• **READING TEXT**:
_____
I sit here alone on the banks of the river

the lonesome winds blow the waters run high

I hear a voice call out there in the darkness

I sit here alone too lonesome to cry

What is it about a river?

They're hypnotic, mezmerizing, calming, ever-changing.

Above are the haunting opening lyrics to The Lonesome River written by Carter & Ralph Stanley. We seek rivers for peace on one bank and pain on the other.  A rushing river can drown out all the noises but a calm river can make the environment alive with sounds never before heard.  

We seek the rivers, for some reason we seek them.  They bring life and death but they do not love or hate us.  We like to ascribe emotions and reasons behind results that we do not like.  Floods are seen as malicious and hateful, drowning (aside from burning) is considered one of "the worst ways to go."
_____
• **SOURCE EXCERPT**:
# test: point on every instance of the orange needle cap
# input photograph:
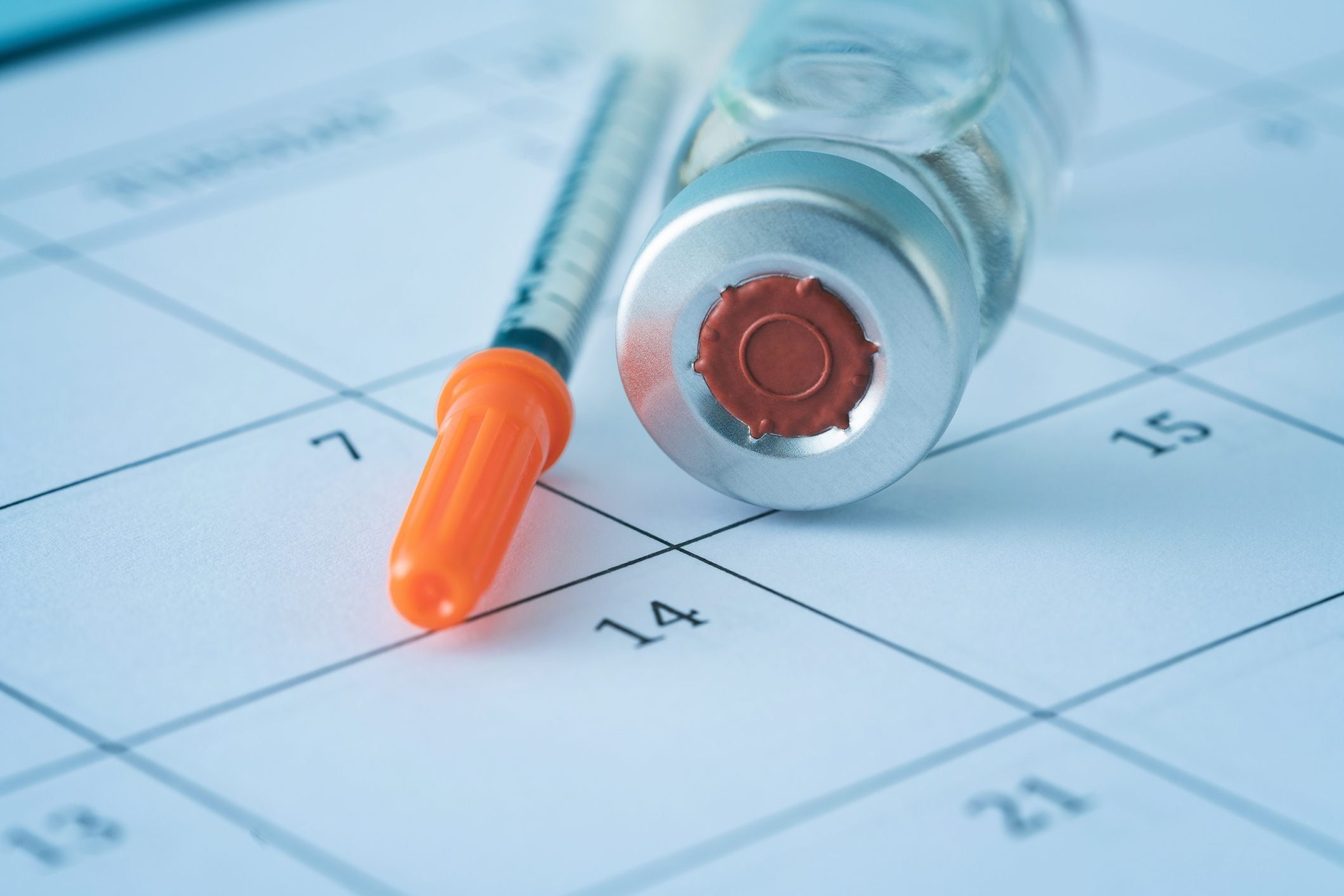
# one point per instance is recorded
(503, 418)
_____
• **DIRECTIVES**:
a. In the passage about rivers, who wrote the song The Lonesome River?
b. Take the passage about rivers further, picking up after its final sentence.

• **REPLIES**:
a. Carter & Ralph Stanley

b.
Our music embraces the river and uses it for good and evil.  It brings release to our sorrow and gives wing to our joy. 

The second verse shows a river's duplicity:

We met there one night on the banks of the river

sat there holdin' hands and makin' our vows

Swore we'd never part and be happy together

But a new love she's found - she's gone from me now.

I love this song and it is just one example of how a river can be the central figure for our emotional state.  The Stanley Brothers did a wonderful job writing and performing this song.  It breaks a man's heart because it is so simple and is a situation that no man wants to find himself.